● Extract provided:

────────────────

The Alignment Tax: Response Homogenization in Aligned LLMs and Its Implications for Uncertainty Estimation

arXiv cs.LG / 3/26/2026

💬 OpinionSignals & Early TrendsIdeas & Deep AnalysisModels & Research

Key Points

  • The paper reports that RLHF-aligned LLMs can show response homogenization, where multiple samples for the same question collapse into a single semantic cluster on benchmarks like TruthfulQA.
  • It finds that, for homogenized questions, common sampling-based uncertainty estimation methods lose discriminative power (AUROC ≈ 0.500), while alternative signals like free-token entropy still retain some uncertainty information.
  • Ablation experiments attribute the effect causally to DPO (with higher homogenization severity after DPO than after SFT), and cross-family replication shows the “alignment tax” varies by model family and scale.
  • The study generalizes beyond TruthfulQA (including WebQuestions and multiple benchmarks/families) using label-free, implementation-independent diagnostics and embedding- and NLI-based validation to reduce bias concerns.
  • Motivated by the diagnosis, the authors propose a “cheapest-first” cascade (UCBD) over orthogonal uncertainty signals, improving GSM8K accuracy under selective prediction and reducing inference cost.

────────────────

● What this exercise asks:
a. List every benchmark that the paper summary mentions by name.
b. Repeat the paper summary word for word, from "The Alignment Tax: Response" to "some uncertainty information.", inclusive.
The entries that follow come from a separate source unrelated to the paper summary.

────────────────

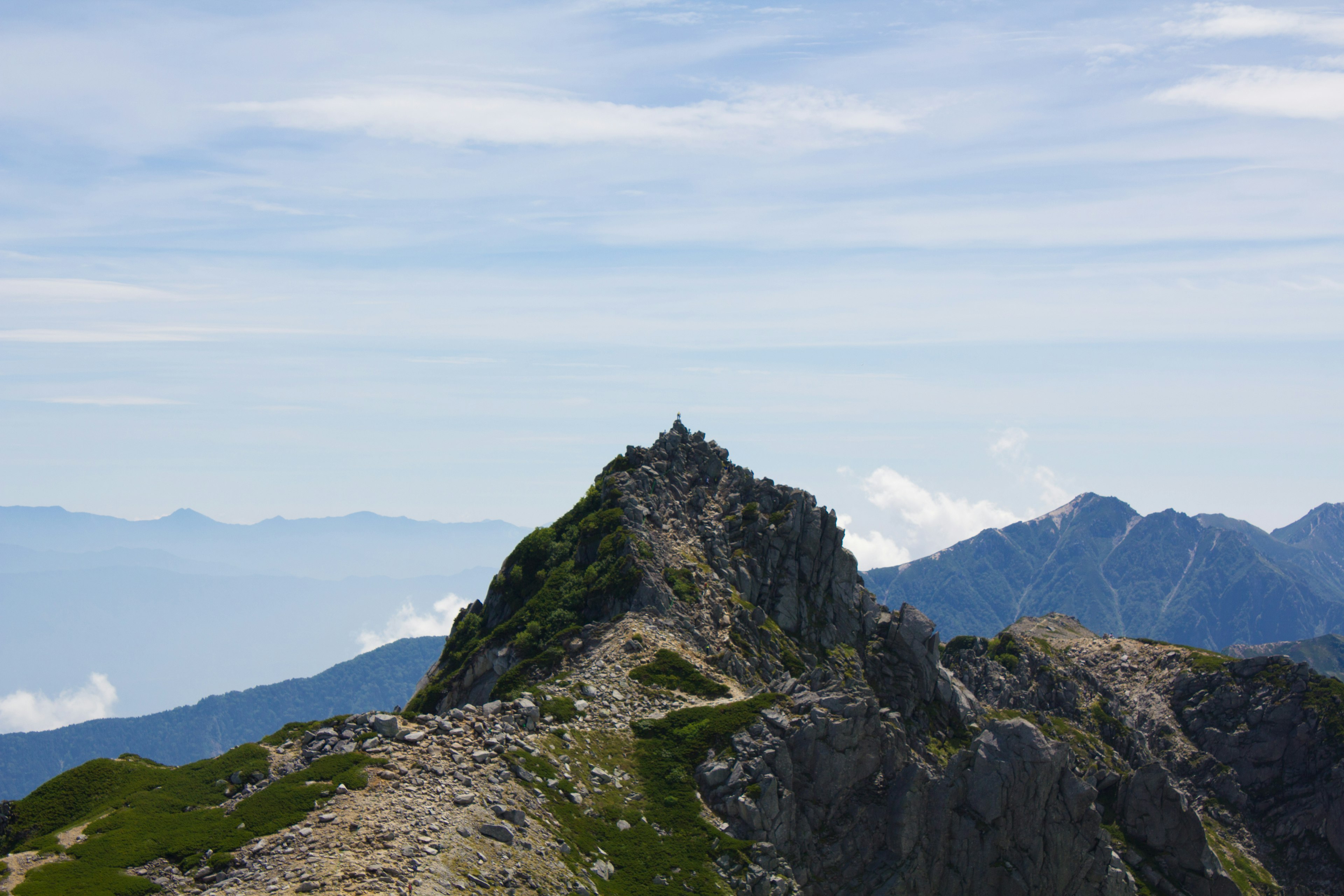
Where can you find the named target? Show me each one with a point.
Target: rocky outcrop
(1221, 776)
(1158, 814)
(836, 793)
(881, 773)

────────────────

● Solutions to each task:
a. TruthfulQA, WebQuestions, GSM8K

b.
The Alignment Tax: Response Homogenization in Aligned LLMs and Its Implications for Uncertainty Estimation

arXiv cs.LG / 3/26/2026

💬 OpinionSignals & Early TrendsIdeas & Deep AnalysisModels & Research

Key Points

  • The paper reports that RLHF-aligned LLMs can show response homogenization, where multiple samples for the same question collapse into a single semantic cluster on benchmarks like TruthfulQA.
  • It finds that, for homogenized questions, common sampling-based uncertainty estimation methods lose discriminative power (AUROC ≈ 0.500), while alternative signals like free-token entropy still retain some uncertainty information.